## Text shown
>>>
# Wedding Photographers - What's your gear preference/recommendation, and why?



## Buckster (Oct 22, 2009)

Title pretty much says it all:

Wedding Photographers - What's your gear preference/recommendation, and why?


----------



## Big Mike (Oct 22, 2009)

I moved this to the 'shop talk' section and out of the 'gallery' section.

Tough question, you really need to consider things like budget.
If money were no issue, I would probably like to shoot with high end DSLR but might even shoot with MF digital cameras.  The cost of digital MF is astronomical, not to mention that the files and processing power/time required to work with them would be an issue...but if you don't handle that yourself directly, who cares .
Pro DSLR bodies are probably the most advanced tools, so they might be a better option, even over MF (film or digital).  Super fast AF, multi-zoom matrix metering...all that good stuff.  Not to mention that they can up be around 20 MP now...so you have huge digital files if you need them.

But then the question is....is that overkill?  With some skill and talent, can't you make up for those features using a pro-sumer camera?  Heck, the latest pro-sumer bodies are a lot better than the pro digital bodies they had 5 years ago.  
So what's the main difference between the pro bodies and the pro-sumers?  Build quality and robustness is one.  It's nice to have a tool that is darn near indestructible, but it that worth the extra size, weight and cost?  
Full frame vs crop sensor size is an issue here as well.  Personally, I think that there are pros and cons to each.  I know a very good wedding shooter who carries 1.6 crop, 1.3 crop and full frame (Canon) bodies to each wedding.  He even has a full frame Nikon, just for kicks.  
Some would assume that just using the full frame pro body all the time, would be the best option.  But he doesn't hesitate to use a 40D in many situations, and actually prefers it for some.  

What was the question again :scratch:


----------



## joemc (Oct 22, 2009)

High end DSLR.... for two main reasons.
<<<
## Items
>>>
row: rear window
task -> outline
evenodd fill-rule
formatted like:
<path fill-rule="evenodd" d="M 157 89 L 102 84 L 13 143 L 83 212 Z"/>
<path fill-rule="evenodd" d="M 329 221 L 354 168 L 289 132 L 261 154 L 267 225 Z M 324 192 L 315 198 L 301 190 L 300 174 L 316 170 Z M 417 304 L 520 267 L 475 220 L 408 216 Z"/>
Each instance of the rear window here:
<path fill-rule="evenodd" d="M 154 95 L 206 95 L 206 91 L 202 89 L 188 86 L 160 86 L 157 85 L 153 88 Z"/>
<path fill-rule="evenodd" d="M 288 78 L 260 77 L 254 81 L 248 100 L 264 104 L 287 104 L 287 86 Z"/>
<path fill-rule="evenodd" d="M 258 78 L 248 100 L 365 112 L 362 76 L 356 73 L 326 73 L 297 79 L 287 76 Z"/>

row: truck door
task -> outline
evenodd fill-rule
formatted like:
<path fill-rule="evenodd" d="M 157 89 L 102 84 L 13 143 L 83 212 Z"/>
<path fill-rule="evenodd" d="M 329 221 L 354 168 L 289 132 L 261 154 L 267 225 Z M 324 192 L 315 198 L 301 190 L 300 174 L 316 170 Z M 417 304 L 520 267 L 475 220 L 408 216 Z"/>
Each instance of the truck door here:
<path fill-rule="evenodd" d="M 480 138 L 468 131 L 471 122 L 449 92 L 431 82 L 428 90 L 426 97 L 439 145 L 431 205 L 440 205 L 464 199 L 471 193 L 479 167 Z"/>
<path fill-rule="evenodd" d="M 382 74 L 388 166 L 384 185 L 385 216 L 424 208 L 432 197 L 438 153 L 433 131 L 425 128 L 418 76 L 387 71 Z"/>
<<<
## Your tasks
1 - For each statement, decide whether it agrees with the wedding gear thread. Answer yes or no and quote the deciding words of the thread. (a) Big Mike moved the thread into the 'shop talk' section. (b) The wedding shooter whom Big Mike mentions brings only full frame bodies to each wedding. (c) joemc prefers a high end DSLR.
2 - Carry on the wedding gear thread, starting right after its final line.

## Task results
1 -
(a) Yes: "I moved this to the 'shop talk' section and out of the 'gallery' section."
(b) No: "carries 1.6 crop, 1.3 crop and full frame (Canon) bodies to each wedding."
(c) Yes: "High end DSLR.... for two main reasons."

2 -
1. can shoot at high ISO
2. can shoot at high ISO

Some (most) churches do not allow flash during the ceremony!

Also...the files look better coming out of the camera and that means less time editing.

Cheers, Joe

Disclaimer.... I am not a wedding photog..... But many many of my friends are..... But they prefer to be called "event photograpers"


----------



## SpeedTrap (Oct 22, 2009)

I for one tend to stick to the higher end Bodies and Glass.

The reason for this is that the performance in both the glass and camera bodies as well as the ruggedness.  I need to be able to change settings on my cameras on the fly using only dials and buttons on the body; I do now want to have to go into the menus to make changes.  I also need to be able to hang my cameras off me and not worry it they take a bump that they will break.

The second reason is vanity. I will not lie.
When I show up to shoot an event, I do not want to be carrying the same camera as &#8220;Uncle Bob&#8221;.  Sure consumer SLRs are advancing, but they just are not robust enough for a fast passed environment.

I am a paid professional and the High End or Pro SLR offers me better bang for my buck in terms of longevity.


----------



## Christie Photo (Oct 22, 2009)

Well, you'd have to be nuts to shoot film.  When I shot my last film wedding, the cost was about $1 every time I tripped the shutter  (No..  you can't shoot weddings with 35mm film and drug store processing).  I suspect it would be more now with the added expense of scanning for web galleries.

"Pro-sumer," high-end....  doesn't matter much as long as its a fairly new SLR and can be set manually.

-Pete


----------



## Mike_E (Oct 22, 2009)

What he said^.  

Medium priced bodies (minimum) for durability.  High quality glass for obvious reasons.

If you are consistent (and good )then even a freeware photo editing program will do for post processing.  Even if you are doing coffee table albums.


----------



## camz (Oct 22, 2009)

My Canon 20D and 5D are both over 4 years old and probably have over 150K actuations each.  They serve my purpose and honestly I treat these guys almost like my children.  They are very well maintained and stored away when not in use and I personally don't expose them to elements of mother nature much.  At the time when I purchased them the 20D was the best 1.6 cropped body and the 5D was the cheapest Full Frame Canon had available in the market.  Since then they have never broken down on me and I had never once sent them for pro maintenance or repair.  The only time I had an issue was when my 20D just froze during a gig and in order to resolve the issue I had to perform a hard shutdown by removing the battery from the compartment(no big issue).  What led me to the conlcusion to buy these two was: Research, research, research.  After my brain was filled with all this data of all the features that met my needs I tested them for egonomics and loved it.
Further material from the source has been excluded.